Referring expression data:
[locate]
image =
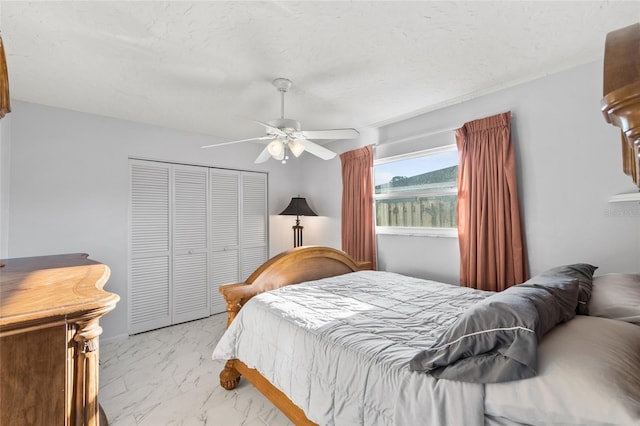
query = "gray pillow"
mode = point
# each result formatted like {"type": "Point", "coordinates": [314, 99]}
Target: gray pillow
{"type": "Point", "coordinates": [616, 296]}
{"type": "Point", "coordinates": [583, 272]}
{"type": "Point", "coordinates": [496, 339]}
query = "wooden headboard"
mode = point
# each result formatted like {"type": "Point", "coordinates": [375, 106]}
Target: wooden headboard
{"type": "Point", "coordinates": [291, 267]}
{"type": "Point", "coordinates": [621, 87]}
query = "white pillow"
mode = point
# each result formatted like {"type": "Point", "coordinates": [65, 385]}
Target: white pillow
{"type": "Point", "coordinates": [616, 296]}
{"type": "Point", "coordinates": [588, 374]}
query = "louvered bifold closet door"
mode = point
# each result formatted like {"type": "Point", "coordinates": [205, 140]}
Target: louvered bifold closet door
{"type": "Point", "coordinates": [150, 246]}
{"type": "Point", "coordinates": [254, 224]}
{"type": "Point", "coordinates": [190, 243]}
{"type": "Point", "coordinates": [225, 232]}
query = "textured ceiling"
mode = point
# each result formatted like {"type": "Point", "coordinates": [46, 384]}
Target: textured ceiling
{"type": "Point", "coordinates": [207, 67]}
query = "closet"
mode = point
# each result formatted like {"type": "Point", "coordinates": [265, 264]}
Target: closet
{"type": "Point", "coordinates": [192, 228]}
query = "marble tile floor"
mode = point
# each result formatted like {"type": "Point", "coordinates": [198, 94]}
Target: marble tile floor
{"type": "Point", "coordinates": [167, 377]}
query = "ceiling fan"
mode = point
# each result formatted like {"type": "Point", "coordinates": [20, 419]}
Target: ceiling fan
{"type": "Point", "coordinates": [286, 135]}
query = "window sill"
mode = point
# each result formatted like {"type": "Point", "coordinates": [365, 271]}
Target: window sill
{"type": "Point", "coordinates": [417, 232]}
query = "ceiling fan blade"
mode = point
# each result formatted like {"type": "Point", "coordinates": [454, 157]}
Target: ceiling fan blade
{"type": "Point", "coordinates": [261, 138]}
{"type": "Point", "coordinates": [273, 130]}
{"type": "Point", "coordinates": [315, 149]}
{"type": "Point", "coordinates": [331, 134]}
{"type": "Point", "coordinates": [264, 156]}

→ Work required
Show every line above in which the word "formatted" is found.

→ Answer
# each result formatted like {"type": "Point", "coordinates": [314, 99]}
# each result formatted like {"type": "Point", "coordinates": [375, 106]}
# each result formatted like {"type": "Point", "coordinates": [65, 385]}
# each result formatted like {"type": "Point", "coordinates": [205, 140]}
# each result formatted like {"type": "Point", "coordinates": [46, 384]}
# each result formatted like {"type": "Point", "coordinates": [265, 264]}
# each result formatted like {"type": "Point", "coordinates": [198, 94]}
# each result formatted like {"type": "Point", "coordinates": [20, 419]}
# each result formatted like {"type": "Point", "coordinates": [365, 271]}
# each result formatted like {"type": "Point", "coordinates": [454, 157]}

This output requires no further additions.